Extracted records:
....................
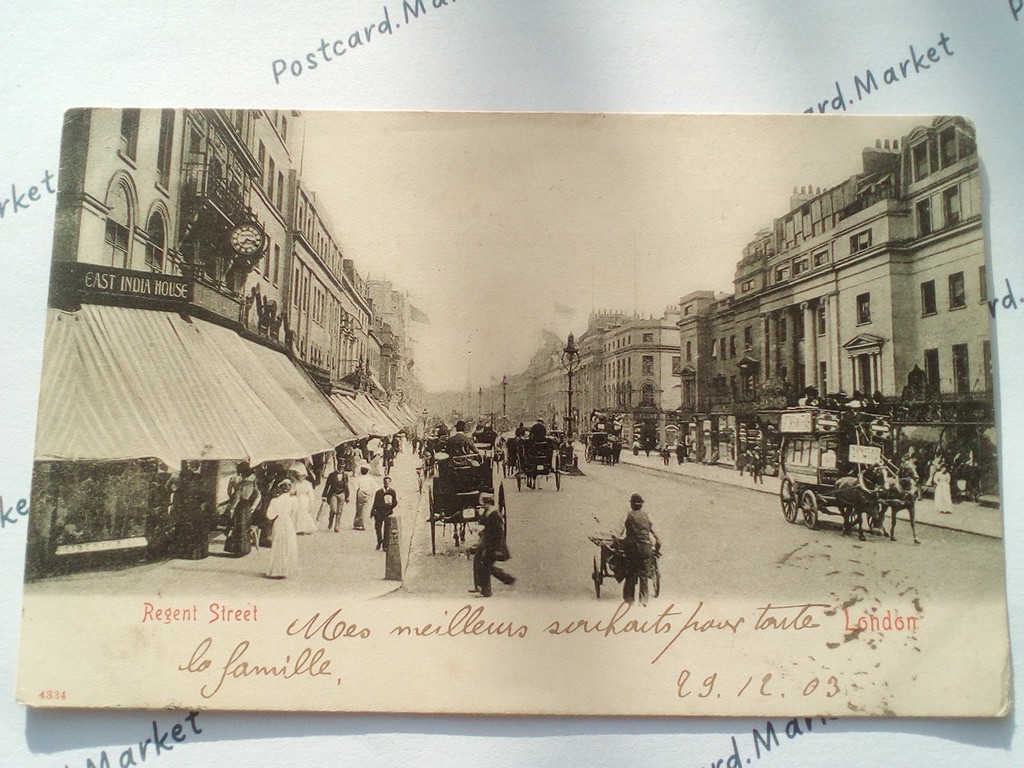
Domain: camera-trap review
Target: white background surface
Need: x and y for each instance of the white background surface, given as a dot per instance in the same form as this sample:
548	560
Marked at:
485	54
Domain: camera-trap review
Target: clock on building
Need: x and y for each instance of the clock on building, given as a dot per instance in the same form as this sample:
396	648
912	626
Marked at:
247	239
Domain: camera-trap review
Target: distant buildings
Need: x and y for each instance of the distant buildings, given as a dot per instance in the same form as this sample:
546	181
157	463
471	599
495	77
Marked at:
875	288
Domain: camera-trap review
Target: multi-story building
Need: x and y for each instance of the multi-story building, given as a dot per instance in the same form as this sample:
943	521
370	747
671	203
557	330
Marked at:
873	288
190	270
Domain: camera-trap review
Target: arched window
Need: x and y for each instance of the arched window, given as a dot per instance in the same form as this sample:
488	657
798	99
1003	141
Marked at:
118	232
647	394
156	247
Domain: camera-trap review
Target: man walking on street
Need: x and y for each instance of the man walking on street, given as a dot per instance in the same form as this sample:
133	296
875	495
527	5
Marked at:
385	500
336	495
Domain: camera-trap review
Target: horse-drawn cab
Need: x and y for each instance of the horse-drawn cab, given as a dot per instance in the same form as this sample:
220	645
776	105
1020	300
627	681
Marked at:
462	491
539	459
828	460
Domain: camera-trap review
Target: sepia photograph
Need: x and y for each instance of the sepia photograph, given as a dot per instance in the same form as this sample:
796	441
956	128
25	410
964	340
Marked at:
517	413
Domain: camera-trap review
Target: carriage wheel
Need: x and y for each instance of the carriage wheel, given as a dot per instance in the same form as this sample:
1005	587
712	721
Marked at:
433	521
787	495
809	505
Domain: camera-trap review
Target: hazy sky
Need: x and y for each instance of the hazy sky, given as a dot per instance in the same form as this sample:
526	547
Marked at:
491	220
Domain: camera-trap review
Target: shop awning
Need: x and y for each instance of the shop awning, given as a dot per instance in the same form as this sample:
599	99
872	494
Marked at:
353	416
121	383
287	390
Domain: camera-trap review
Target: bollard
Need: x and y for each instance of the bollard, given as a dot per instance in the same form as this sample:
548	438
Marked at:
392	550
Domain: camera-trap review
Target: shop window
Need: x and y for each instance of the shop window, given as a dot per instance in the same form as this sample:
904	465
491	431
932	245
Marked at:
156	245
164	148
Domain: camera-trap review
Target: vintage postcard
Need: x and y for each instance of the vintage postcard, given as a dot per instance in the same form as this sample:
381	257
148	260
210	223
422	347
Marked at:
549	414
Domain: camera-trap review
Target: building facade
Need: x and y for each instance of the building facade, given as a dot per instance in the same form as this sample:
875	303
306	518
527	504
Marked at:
....................
- EXERCISE DETAILS -
Only the lines with "hazy" are needed; find them in the records and copy each one.

- RESPONSE FOR THIS EXERCISE -
Target: hazy sky
Need: x and y for each instance of the hazy sky, given as a dot per instance in the same form as this sample:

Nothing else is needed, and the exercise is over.